[Records from a data source]
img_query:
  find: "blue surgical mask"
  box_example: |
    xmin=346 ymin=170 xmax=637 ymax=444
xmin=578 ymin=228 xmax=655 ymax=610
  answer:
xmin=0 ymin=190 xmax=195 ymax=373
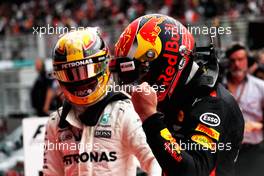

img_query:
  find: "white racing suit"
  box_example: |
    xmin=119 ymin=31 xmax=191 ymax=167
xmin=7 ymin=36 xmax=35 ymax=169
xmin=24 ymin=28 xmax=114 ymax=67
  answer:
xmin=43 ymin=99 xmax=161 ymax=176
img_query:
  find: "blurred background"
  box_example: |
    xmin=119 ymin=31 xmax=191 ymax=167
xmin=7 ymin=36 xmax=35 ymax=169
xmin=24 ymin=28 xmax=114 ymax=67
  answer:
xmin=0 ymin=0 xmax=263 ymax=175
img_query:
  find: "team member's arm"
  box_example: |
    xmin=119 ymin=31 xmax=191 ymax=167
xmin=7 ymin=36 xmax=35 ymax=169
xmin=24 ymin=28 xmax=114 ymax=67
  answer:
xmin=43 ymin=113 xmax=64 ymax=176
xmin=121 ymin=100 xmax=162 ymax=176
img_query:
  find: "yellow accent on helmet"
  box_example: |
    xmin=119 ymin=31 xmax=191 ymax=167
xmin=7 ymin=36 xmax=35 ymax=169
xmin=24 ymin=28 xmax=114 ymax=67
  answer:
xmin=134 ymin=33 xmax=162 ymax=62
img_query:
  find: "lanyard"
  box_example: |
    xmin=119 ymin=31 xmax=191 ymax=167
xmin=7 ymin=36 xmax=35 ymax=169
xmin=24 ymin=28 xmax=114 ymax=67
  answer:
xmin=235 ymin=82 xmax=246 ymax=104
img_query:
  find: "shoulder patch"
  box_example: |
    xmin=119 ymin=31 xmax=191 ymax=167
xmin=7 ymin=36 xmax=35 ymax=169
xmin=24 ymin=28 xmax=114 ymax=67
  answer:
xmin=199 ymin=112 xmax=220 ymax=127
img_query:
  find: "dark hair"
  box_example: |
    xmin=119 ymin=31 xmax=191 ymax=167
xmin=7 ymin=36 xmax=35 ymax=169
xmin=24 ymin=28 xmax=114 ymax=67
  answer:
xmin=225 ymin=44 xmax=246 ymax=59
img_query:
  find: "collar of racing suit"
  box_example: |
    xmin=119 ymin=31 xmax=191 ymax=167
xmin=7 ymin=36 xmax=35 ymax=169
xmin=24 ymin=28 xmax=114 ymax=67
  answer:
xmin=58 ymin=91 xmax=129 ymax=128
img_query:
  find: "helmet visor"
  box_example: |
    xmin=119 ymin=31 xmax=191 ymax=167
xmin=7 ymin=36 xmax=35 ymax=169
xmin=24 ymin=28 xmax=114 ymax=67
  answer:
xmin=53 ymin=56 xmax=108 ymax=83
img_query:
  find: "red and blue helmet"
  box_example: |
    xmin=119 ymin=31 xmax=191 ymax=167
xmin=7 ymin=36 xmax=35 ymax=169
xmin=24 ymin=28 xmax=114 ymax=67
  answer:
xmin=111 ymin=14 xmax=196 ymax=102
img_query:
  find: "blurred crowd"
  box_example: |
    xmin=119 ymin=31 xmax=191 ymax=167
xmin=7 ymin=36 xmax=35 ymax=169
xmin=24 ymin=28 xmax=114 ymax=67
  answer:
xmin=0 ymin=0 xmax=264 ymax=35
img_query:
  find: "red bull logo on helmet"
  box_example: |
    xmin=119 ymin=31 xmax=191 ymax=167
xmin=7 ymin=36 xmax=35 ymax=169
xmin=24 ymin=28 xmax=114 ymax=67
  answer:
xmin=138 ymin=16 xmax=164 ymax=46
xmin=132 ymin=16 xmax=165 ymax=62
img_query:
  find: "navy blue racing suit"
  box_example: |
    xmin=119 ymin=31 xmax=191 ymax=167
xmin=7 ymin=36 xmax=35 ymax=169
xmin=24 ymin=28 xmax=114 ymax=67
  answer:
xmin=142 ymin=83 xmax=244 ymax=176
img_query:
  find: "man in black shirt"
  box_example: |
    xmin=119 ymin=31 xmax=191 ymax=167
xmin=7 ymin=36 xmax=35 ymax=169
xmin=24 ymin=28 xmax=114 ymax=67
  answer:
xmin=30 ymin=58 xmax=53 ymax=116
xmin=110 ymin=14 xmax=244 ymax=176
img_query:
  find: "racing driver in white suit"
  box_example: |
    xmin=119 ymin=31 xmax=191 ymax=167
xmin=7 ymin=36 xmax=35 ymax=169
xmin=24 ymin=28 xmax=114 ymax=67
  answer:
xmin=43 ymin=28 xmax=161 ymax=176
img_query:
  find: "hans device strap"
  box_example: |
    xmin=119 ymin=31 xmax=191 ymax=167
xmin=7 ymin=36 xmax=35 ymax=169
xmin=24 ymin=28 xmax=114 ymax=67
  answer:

About this exercise.
Identify each line in the records above containing the word "blue"; copy those lines.

Solution to this task.
  find: "blue surgical mask"
  find: "red and blue helmet"
  find: "navy blue racing suit"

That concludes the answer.